··· BLOCO DE TEXTO ···

Não há ninguém que tenha driblado tanto ao longo do Campeonato Brasileiro como Michael, 23.
Dono de um repertório que parece inesgotável —foram 94 dribles, sendo 74,5% deles bem-sucedidos de acordo com o Footstats–, o atacante do Goiás é um especialista no fundamento.

Para sorte do Palmeiras, adversário do clube de Goiânia nesta quinta-feira (5), ele está suspenso por acúmulo de cartões amarelos.

Ele também tem acumulado gols. Autor de nove na competição e um dos favoritos ao prêmio de revelação, concedido pela CBF (Confederação Brasileira de Futebol) em cerimônia que ocorrerá na próxima segunda-feira (9), Michael já driblou bem mais do que adversários.

Ele superou o vício em bebidas alcoólicas, cigarro, drogas e até mesmo o risco de perder a própria vida pelo envolvimento com o tráfico. “Eu sou um milagre”, disse o jogador à TV Goiás, canal oficial do clube. A frase, por sinal, é a que mais repete em entrevistas.

Michael, atacante do Goiás
O atacante Michael tem um histórico de problemas - Rosiron Rodrigues/Goiás EC

Michael chegou a Goiânia com apenas 15 anos. Natural de Poxoréu-MT, cidade de pouco mais de 17 mil habitantes, aceitou o convite do primo e da tia para tentar o sonho de virar jogador de futebol.

De baixa estatura (1,66 m) e chamado de peladeiro, termo utilizado para jogadores de futebol amador, acumulou reprovações em testes. Só do Goiânia Esporte Clube foi mandado embora quatro vezes. Bateu na porta de Vila Nova e Aparecida, ambos de Goiás, também sem sucesso. Acabou nos campos de várzea da periferia.

“Ele era um doido, fumava muito e bebia. Pagava R$ 20, às vezes R$ 30, para ele, mas chegava acabado muitas vezes, pois jogava por outros clubes na várzea. Depois, gastava tudo com pinga”, diz à Folha Daniel Elias de Oliveira, dono do Daniel Tripa FC, time de várzea.

··· REGISTROS DE DADOS ···

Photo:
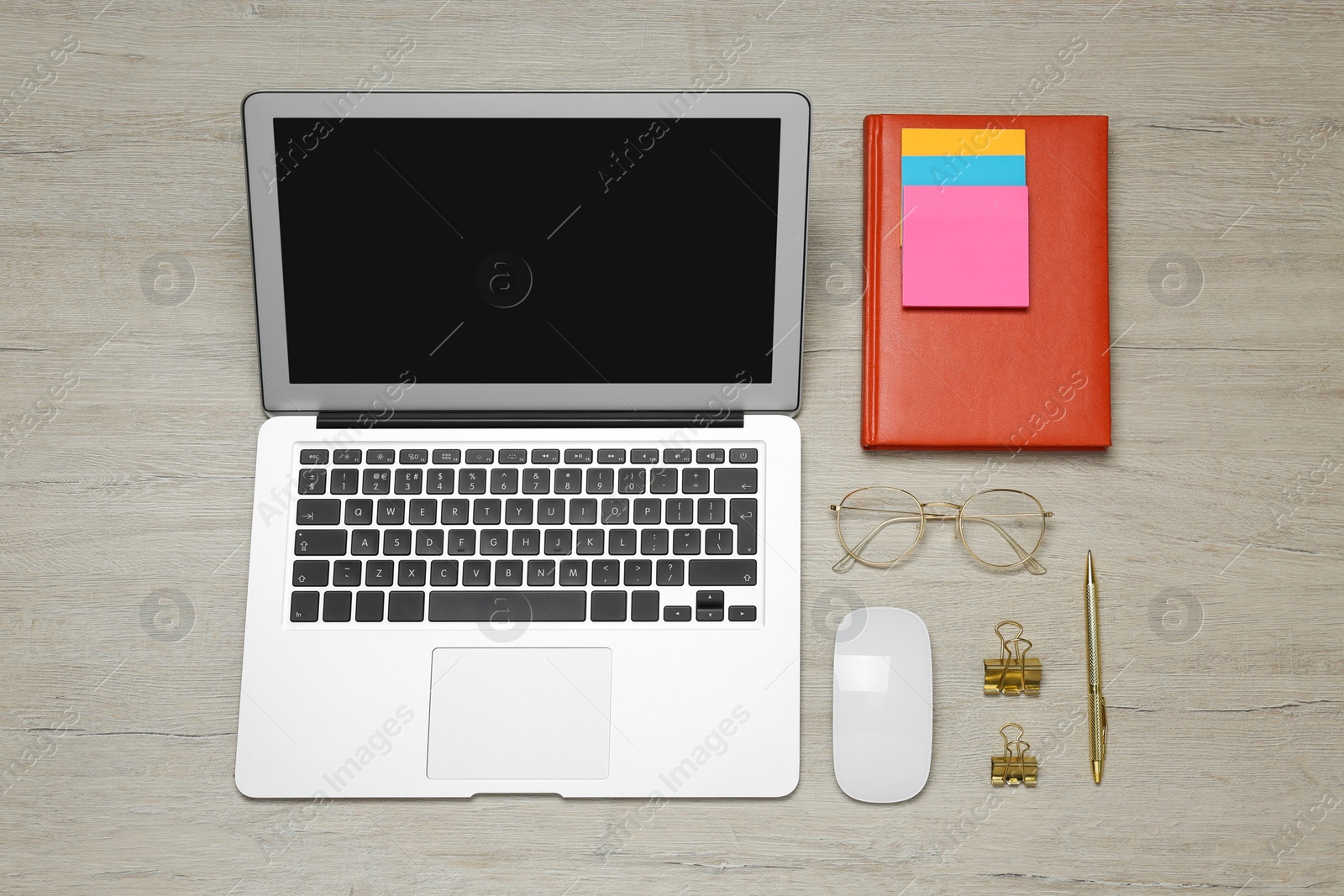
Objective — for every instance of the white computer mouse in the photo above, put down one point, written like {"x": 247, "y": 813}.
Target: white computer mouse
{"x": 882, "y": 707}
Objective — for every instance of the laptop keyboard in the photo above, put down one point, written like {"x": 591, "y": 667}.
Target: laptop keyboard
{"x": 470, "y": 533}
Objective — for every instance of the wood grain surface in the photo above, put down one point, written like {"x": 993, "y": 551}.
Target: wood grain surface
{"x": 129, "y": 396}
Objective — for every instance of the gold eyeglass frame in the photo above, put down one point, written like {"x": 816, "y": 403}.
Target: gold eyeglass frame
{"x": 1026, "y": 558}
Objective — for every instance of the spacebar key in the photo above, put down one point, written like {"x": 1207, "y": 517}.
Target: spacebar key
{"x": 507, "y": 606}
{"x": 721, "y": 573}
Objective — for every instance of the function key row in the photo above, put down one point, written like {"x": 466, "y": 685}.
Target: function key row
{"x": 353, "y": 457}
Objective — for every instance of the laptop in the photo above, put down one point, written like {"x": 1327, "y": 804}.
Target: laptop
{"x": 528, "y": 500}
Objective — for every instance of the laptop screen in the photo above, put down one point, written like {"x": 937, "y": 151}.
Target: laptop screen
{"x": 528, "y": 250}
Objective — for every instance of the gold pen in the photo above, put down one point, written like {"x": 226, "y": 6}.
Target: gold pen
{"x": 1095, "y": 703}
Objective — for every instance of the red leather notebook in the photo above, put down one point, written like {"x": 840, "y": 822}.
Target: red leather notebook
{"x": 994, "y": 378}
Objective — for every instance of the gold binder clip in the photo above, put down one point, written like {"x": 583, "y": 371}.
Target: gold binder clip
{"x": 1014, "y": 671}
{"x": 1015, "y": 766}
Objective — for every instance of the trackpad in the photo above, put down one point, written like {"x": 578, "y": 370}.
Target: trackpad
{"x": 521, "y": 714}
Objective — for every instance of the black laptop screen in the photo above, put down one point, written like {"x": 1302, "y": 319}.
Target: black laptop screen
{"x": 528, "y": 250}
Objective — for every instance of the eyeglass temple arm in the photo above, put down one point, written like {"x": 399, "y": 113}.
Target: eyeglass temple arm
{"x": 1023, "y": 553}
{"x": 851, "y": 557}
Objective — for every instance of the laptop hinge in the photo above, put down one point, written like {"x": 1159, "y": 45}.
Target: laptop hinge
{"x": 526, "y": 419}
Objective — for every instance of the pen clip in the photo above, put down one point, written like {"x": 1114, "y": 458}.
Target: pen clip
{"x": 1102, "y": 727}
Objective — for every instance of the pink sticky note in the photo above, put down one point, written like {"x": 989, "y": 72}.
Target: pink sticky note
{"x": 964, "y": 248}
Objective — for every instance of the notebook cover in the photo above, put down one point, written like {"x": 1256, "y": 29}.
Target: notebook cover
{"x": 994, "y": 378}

···

**OBJETIVO A**
Segundo o texto sobre o atacante Michael, por que ele não enfrenta o Palmeiras nesta quinta-feira?
**OBJETIVO B**
Retome o texto sobre o atacante Michael a partir do ponto em que ele para.

**RESULTADO DO EXERCÍCIO A**
Ele está suspenso por acúmulo de cartões amarelos.

**RESULTADO DO EXERCÍCIO B**
Tudo indicava um fim precoce no futebol. Michael conta que quase foi morto seis vezes. Escapou por pouco de ser alvejado por tiros antes de tentar novamente.

“Ele passava por uma situação muito difícil, estava mergulhado em drogas. Para ser sincero, ninguém o levava a sério. O rapaz com que ele andava, conhecido como Mãozinha, tinha acabado de ser morto. Me ligaram e perguntaram se poderia ajudá-lo. Aceitei, mas perguntei para ele o quanto estaria disposto”, conta Fabrício Carvalho, então técnico do Goiânia Esporte Clube.

“Me perguntavam se eu tinha certeza, que ele era um drogado, um peladeiro”, lembra Carvalho.

No Goiânia, Michael acertou o primeiro contrato profissional. Ao lado de Fabrício Dorneles, hoje seu agente, o técnico virou uma espécie de protetor pessoal do atacante. Buscavam-no e o deixavam em casa.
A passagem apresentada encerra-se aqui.